-------- RECORDS
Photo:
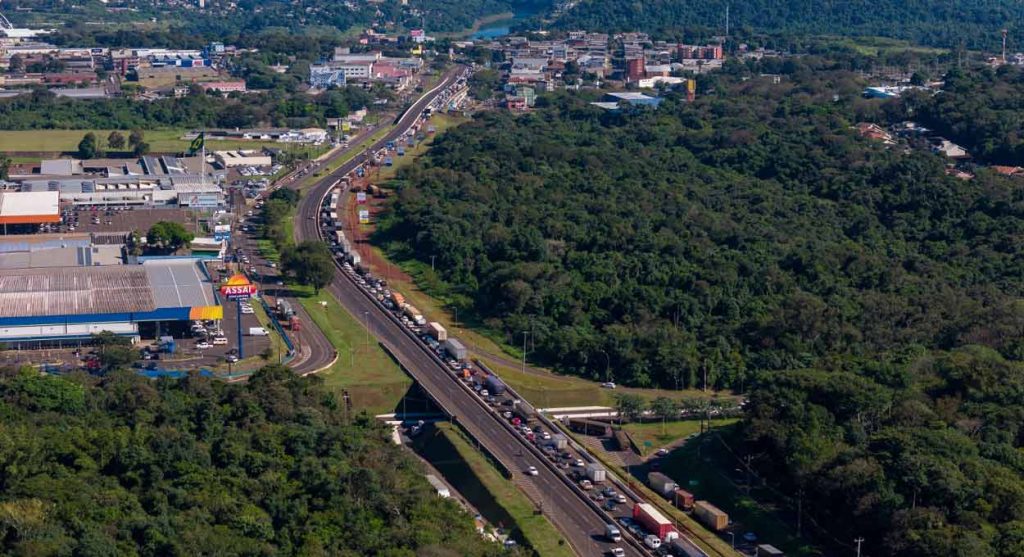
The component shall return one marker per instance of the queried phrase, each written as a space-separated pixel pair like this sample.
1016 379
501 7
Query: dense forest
----------------
▶ WHAT TO PRODUCE
Copy all records exactly, no images.

▶ RESULT BELOW
Photo:
The component shall return one marker per instance of the queried phrase, each written as a space-separated pixel pair like this sample.
1016 379
501 7
Query: dense forest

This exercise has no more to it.